More reason to abandon the racial hypothesis: Anyone may convert to Judaism. At the recent Biennial of the Union for Reform Judaism, URJ president Rabbi Rick Jacobs pointed out, “Between 10 and 20 percent of North American Jews are Jews of Color.” Many are born-Jewish children and grandchildren of converts.

Anti-Semites, alas, will keep hating Jews, even if they have no idea what a Jew is, believes or stands for. Sadly, the White House again offered anti-Semites a measure of support.

When the president signed his executive order, guests included the evangelical Christian leader Robert Jeffress. An ardent supporter of Israel, Jeffress, like many evangelicals, believes that only when all Jews go to the Holy Land will Jesus return. Jews then can accept Jesus or go to hell. As Jeffress said in 2010, “You can’t be saved by being a Jew.”

I wonder how the president’s daughter Ivanka, son-in-law Jared and grandchildren take the news that they can’t go to heaven.

Collected material |
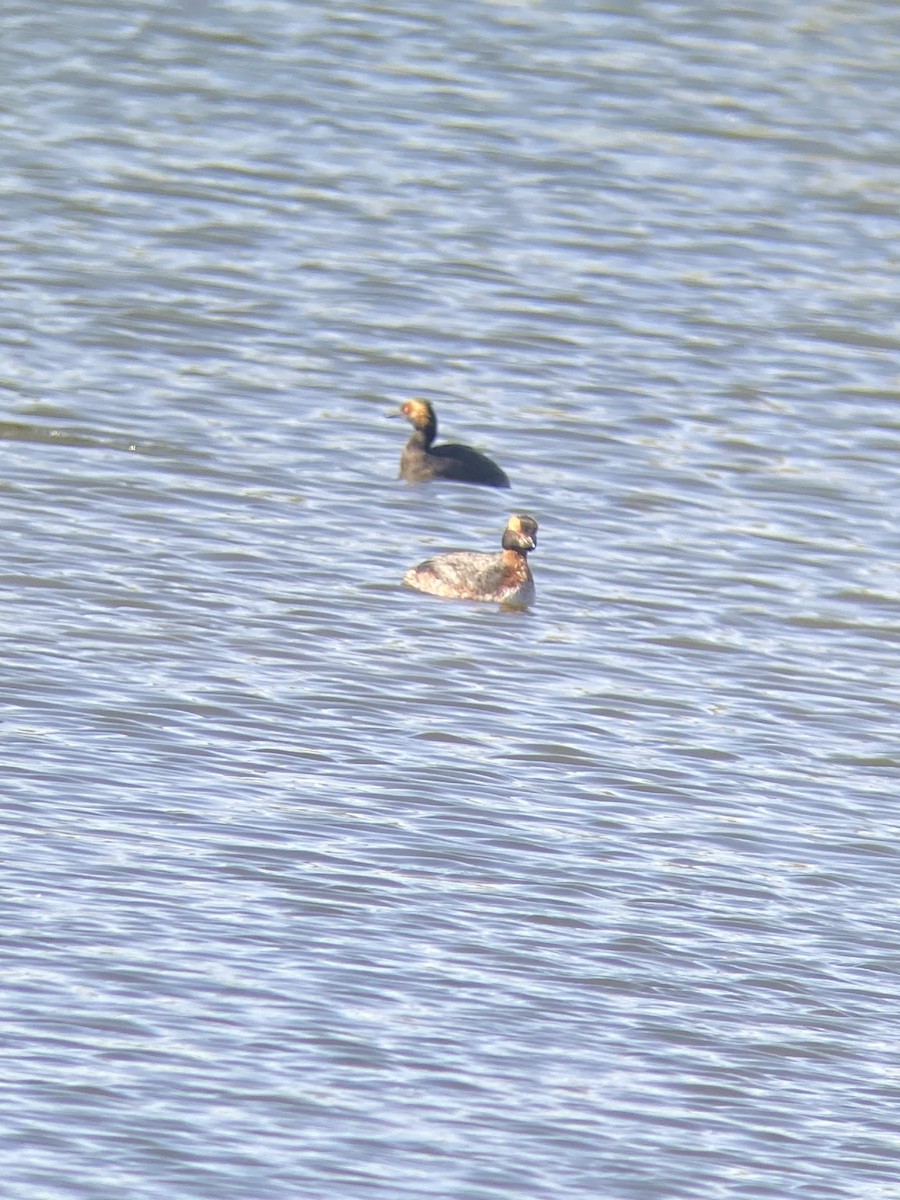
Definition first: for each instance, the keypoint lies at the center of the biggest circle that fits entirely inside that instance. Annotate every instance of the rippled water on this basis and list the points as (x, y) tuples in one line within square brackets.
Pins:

Requirements |
[A] Answer these from the commentary on Jewish identity and anti-Semitism:
(i) According to Rabbi Rick Jacobs, what share of North American Jews are Jews of Color?
(ii) Which evangelical Christian leader was among the guests when the president signed his executive order?
(iii) In what year did that leader say, "You can't be saved by being a Jew"?
[B] Take the commentary on Jewish identity and anti-Semitism further, beginning right after its final sentence.

Answers for this exercise |
[A]
(i) Between 10 and 20 percent.
(ii) Robert Jeffress.
(iii) 2010.

[B]
Here on earth, Jeffress’ and other pastors’ statements, made in the name of theology and thus supposedly above reproach, create an image of Jews as “less than.” As Chanukah nears, they not only fail to light a candle in the darkness, they add fuel to the fires of anti-Semitism the president claims he wants to put out.

Happy Chanukah, Marry Christmas, Happy Kwanzaa—Peace!

To respond, click on “comments” to the right just below the title of this post. Then go to the response space at the bottom of the post.


  1. Tracy on December 20, 2019 at 7:18 pm

    Sadly, although the intent behind the EO may have been to stifle anti-Semitism on American campuses, the practical effect will be to quash freedom of speech. As an American Jew, I am much less afraid of anti-Zionist students than I am of xenophobic Drumph supporters.

    Chappy Channukah.

    • David on December 20, 2019 at 9:33 pm

      Tracy, I noted that the executive order stated it would not interfere with freedom of speech, but how this will play out on campuses remains to be seen. More heat than light. Chanukah sameach!

  2. Sandy Lipkowitz on December 20, 2019 at 9:12 pm

    He did the same thing with the guest speakers Robert Jeffress and John Hagee at the opening of the Embassy in Jerusalem. Both strong proponents of the Second Coming of Christ and the Rapture. For that to happen, armageddon has to happen to the Jews in Israel. Trump plays to his evangelical base above and beyond all else.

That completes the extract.